» Provided data:
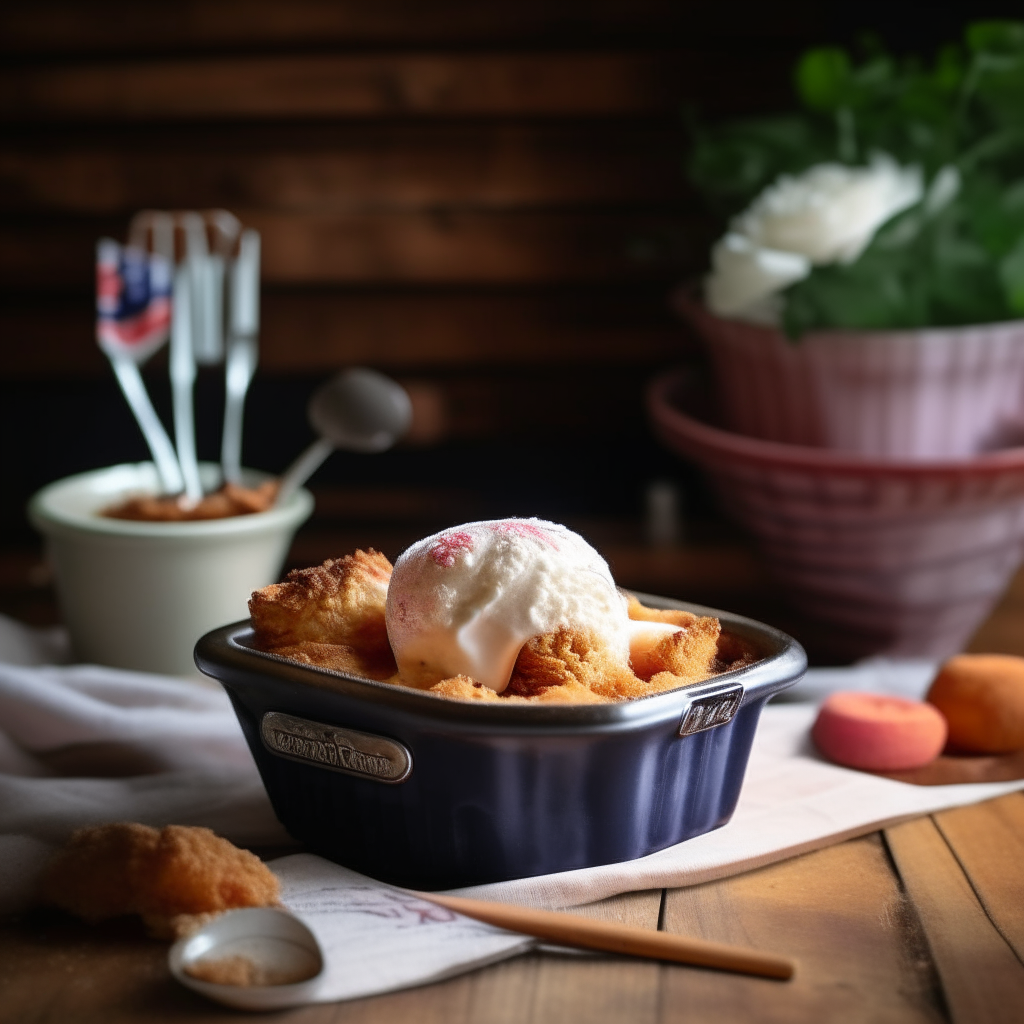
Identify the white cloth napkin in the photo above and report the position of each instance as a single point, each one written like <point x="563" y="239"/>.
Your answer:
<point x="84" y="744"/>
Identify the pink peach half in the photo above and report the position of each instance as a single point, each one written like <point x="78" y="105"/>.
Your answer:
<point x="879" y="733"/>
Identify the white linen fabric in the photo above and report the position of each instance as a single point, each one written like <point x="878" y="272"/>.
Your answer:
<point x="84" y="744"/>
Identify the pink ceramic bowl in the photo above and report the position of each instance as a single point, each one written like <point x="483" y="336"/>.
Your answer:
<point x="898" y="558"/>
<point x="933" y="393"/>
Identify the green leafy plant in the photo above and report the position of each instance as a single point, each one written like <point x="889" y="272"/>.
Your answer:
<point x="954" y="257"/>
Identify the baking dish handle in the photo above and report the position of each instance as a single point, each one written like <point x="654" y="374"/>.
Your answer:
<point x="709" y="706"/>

...

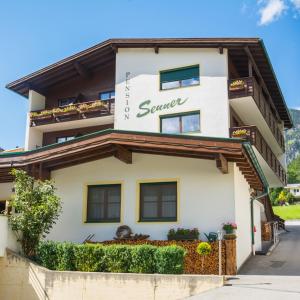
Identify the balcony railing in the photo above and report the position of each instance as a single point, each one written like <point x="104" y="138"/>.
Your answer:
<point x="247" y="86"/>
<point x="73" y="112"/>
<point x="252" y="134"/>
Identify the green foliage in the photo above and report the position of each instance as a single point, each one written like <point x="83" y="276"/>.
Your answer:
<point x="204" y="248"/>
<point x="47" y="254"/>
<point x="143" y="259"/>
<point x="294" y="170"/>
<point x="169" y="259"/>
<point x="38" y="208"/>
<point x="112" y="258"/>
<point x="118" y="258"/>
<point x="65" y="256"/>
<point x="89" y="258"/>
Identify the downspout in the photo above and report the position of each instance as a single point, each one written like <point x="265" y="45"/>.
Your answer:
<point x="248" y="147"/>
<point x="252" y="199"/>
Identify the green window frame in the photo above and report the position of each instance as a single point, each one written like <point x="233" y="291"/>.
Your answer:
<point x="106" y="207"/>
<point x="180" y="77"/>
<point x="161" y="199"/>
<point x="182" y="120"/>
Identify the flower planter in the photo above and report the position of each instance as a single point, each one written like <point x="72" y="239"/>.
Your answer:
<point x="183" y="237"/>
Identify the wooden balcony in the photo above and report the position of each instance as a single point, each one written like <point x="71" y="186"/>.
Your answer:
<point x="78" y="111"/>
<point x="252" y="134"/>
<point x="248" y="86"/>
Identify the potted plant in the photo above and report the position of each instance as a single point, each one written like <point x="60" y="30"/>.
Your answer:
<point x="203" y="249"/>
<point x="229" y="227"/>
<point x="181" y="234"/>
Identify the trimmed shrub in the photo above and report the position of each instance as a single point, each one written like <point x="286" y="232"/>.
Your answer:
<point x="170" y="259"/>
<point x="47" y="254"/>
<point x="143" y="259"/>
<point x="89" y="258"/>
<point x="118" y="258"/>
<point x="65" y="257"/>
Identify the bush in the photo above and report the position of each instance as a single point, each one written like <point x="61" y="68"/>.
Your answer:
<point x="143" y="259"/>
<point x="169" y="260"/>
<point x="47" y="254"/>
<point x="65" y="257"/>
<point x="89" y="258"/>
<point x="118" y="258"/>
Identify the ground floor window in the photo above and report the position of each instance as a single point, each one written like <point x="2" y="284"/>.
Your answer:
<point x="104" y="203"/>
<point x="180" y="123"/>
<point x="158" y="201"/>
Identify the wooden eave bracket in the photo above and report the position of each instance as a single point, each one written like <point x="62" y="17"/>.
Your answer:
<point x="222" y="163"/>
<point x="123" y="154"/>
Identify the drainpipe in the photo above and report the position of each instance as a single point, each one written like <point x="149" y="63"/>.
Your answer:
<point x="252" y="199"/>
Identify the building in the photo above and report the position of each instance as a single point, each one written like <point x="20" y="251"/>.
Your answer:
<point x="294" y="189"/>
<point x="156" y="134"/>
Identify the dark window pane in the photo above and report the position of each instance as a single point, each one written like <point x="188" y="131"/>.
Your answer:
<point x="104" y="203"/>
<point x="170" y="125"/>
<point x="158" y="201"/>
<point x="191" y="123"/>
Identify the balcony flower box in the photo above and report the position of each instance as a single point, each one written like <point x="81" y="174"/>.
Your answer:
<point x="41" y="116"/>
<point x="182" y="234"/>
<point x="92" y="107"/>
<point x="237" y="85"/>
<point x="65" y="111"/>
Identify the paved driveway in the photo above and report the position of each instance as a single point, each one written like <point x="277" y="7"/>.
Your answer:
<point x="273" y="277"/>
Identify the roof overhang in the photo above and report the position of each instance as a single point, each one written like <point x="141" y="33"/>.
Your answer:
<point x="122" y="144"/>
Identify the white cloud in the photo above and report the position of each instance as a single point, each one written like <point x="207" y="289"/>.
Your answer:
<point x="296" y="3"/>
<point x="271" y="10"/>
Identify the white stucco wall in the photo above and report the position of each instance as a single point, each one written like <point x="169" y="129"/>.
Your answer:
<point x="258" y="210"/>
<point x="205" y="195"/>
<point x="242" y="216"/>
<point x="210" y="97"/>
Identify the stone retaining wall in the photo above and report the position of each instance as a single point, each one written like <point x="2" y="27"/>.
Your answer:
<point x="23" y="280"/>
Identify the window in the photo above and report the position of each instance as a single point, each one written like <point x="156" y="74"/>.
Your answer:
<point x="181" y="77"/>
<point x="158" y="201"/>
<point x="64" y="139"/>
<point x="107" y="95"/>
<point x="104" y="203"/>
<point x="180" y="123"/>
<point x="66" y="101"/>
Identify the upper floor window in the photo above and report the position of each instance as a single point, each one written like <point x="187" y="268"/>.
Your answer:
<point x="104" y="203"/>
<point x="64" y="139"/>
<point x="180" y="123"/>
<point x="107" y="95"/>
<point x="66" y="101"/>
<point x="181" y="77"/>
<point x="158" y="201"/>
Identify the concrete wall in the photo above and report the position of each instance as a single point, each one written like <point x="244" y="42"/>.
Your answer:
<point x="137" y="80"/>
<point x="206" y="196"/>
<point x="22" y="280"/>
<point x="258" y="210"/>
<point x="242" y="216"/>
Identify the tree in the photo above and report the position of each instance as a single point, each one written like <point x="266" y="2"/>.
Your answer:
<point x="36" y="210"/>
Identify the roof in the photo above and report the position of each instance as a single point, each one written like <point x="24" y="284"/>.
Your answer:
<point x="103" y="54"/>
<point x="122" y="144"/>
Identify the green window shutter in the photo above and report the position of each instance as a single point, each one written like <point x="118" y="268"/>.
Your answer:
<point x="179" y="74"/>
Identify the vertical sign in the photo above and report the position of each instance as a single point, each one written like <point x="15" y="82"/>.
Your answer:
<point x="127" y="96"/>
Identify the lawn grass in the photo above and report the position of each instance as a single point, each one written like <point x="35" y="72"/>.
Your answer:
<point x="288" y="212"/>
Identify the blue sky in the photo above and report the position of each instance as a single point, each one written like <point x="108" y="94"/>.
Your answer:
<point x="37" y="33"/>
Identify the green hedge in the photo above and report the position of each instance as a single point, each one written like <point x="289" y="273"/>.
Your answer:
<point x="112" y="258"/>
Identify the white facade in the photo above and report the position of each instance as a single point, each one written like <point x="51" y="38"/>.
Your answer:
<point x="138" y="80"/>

» Problem to solve:
In the entries above, locate every line with the word "roof" and copy it.

» Exercise response:
Identify the roof overhang in the photo above and report the position of each instance as a single point, each one written like <point x="141" y="33"/>.
Identify the roof in the photo above and report the position of each instance as a single point, each one written like <point x="24" y="284"/>.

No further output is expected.